_Short task 1_: In the article about the Astros' pursuit of Cole Hamels, which three Padres pitchers does Jon Heyman connect to Houston?
_Short task 2_: Pick up the article about the Astros' pursuit of Cole Hamels after its final sentence and carry it forward.

··· Reading text ···

The #Astros remain in the thick of the Cole Hamels bidding, even after Kazmir trade. They're making big push, source says.— Jerry Crasnick (@jcrasnick) July 28, 2015
As he noted in a subsequent tweet, the Astros are on Hamels' no-trade list, and any deal would require his consent to be finalized. Hamels himself, when asked about a month ago, said he would keep an open mind to all possible destinations.
However, Jayson Stark chimed in not long after, confirming the Astros making a push, but the wording made the likelihood of a potential deal seem bleak.
Notice that the Astros "made" a push, past tense, and then Stark followed it up with a source telling him that Hamels would not waive his clause to come to Houston. With little more to go on, it's hard to know how much stock to put into that source, but Stark, at least, seems to think that the Astros tried and were rebuffed.
Further adding to the confusion, Jon Heyman published a story this morning wondering if the Astros were still in the mix for Hamels, and saying that it seems someone at the ownership level may be driving much of Houston's interest in Hamels. He also tied them to a trio of Padres arms; closer extraordinaire Craig Kimbrel, who we knew about yesterday, as well as starters Tyson Ross and Andrew Cashner:
Ross or Cashner plus Kimbrel are pitchers who intrigue the Astros, but while Hamels was long seen as an afterthought by them, there is some belief someone at the ownership level, perhaps managing partner Jim Crane, has some interest in Hamels.

··· Data segment ···

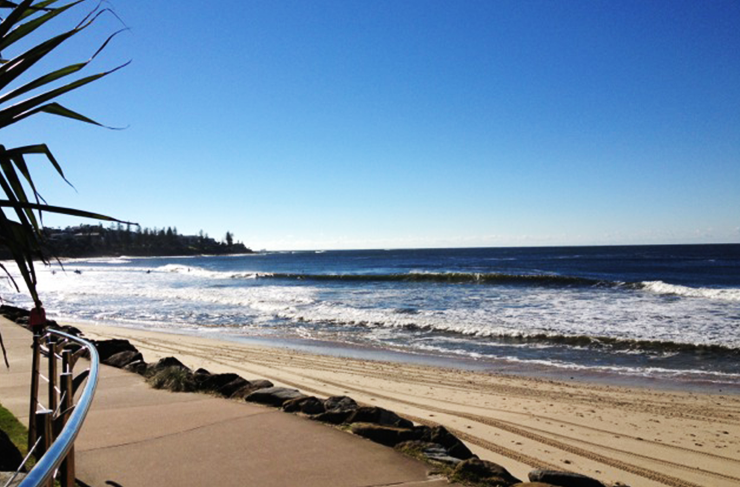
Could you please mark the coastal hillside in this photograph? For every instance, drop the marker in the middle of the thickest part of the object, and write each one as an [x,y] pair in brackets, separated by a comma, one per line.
[98,241]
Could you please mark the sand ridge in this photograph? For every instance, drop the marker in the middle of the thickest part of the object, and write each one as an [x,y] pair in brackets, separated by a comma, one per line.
[637,436]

···

_Final result 1_: Craig Kimbrel, Tyson Ross, and Andrew Cashner.

_Final result 2_:
Notable there is that Heyman confirms that the Astros and Padres either have definitely had talks at some point or are currently in talks, while merely wondering if the Astros and Hamels could end up a match. Reading between the lines, that seems to give some credence to Stark's idea that the Astros pursued Hamels for a time but are no longer seriously in the running, for whatever reason or combination of reasons.
Hamels is clearly the premier arm that is definitely available. He's posted an xFIP under 3.50 in each of the last five seasons, while throwing no fewer than the 204.2 innings he tossed last season in any of those years. That has established him as one of the game's top five southpaws.
The concerns with Hamels himself are twofold; first, he is owed $23.5 million per annum in each of the next three seasons, and if he were to use his no-trade clause to force the team trading for him to pick up his 2019 option year, that would be another $20 million.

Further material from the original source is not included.